• [Short problem]:
Copy every line of the items below character for character.

START Information provided

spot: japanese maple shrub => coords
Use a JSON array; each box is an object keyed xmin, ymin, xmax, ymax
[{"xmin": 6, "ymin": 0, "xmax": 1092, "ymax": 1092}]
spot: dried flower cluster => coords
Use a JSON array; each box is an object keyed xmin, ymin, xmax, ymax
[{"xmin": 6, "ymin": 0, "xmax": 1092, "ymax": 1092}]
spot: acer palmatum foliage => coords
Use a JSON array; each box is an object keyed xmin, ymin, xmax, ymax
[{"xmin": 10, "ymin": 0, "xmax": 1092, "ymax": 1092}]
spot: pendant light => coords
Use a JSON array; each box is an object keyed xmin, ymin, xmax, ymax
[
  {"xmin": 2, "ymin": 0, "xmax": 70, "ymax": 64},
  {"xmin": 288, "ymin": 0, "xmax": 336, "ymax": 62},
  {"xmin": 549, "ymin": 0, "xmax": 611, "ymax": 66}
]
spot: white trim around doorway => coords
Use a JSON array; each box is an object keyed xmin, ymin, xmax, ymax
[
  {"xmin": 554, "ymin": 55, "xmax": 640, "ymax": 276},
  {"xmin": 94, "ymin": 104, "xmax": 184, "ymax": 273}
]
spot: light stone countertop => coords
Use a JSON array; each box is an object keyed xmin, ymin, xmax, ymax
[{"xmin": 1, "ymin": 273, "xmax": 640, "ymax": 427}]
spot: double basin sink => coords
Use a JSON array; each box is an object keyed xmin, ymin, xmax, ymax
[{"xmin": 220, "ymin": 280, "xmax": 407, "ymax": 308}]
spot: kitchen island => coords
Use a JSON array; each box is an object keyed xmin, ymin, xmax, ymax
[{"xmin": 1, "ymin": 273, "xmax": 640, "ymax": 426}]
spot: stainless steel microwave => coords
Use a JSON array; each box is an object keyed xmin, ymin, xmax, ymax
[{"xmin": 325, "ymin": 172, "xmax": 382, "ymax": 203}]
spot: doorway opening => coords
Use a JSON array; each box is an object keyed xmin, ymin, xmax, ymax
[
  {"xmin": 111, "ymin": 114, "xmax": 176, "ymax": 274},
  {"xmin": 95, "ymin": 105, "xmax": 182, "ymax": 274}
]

END Information provided

• [Result]:
spot: japanese maple shrub => coords
Use a JSON array; each box is an object keyed xmin, ymin, xmax, ymax
[{"xmin": 6, "ymin": 0, "xmax": 1092, "ymax": 1092}]
spot: dried flower cluster => coords
Use a JSON array; each box is an object keyed xmin, ymin, xmax, ymax
[{"xmin": 6, "ymin": 0, "xmax": 1092, "ymax": 1092}]
spot: acer palmatum foliage => coords
Use a JSON array; each box is an object keyed xmin, ymin, xmax, ymax
[{"xmin": 10, "ymin": 0, "xmax": 1092, "ymax": 1092}]
spot: pendant light => coords
Use a JSON array; each box is an object keyed xmin, ymin, xmax, ymax
[
  {"xmin": 2, "ymin": 0, "xmax": 70, "ymax": 64},
  {"xmin": 288, "ymin": 0, "xmax": 336, "ymax": 62},
  {"xmin": 549, "ymin": 0, "xmax": 611, "ymax": 66}
]
spot: white trim around doorway => coords
Use a JSON array; each box is an object keyed xmin, ymin, xmax, ymax
[
  {"xmin": 554, "ymin": 55, "xmax": 640, "ymax": 276},
  {"xmin": 94, "ymin": 104, "xmax": 184, "ymax": 273}
]
spot: light stone countertop => coords
Use a JSON array; each box is an object keyed xmin, ymin, xmax, ymax
[{"xmin": 1, "ymin": 273, "xmax": 640, "ymax": 427}]
spot: double basin sink => coords
Use a JSON array; each box is an object keyed xmin, ymin, xmax, ymax
[{"xmin": 220, "ymin": 280, "xmax": 407, "ymax": 308}]
spot: kitchen island => coords
Use a JSON array; each box is an object keyed xmin, ymin, xmax, ymax
[{"xmin": 1, "ymin": 273, "xmax": 640, "ymax": 426}]
spot: stainless steel microwave => coords
Use a JSON array; each box is an object keyed xmin, ymin, xmax, ymax
[{"xmin": 325, "ymin": 172, "xmax": 382, "ymax": 203}]
spot: doorway opening => coords
Use a JSON array; each box is an object keyed xmin, ymin, xmax, ymax
[
  {"xmin": 111, "ymin": 114, "xmax": 176, "ymax": 274},
  {"xmin": 95, "ymin": 105, "xmax": 182, "ymax": 274}
]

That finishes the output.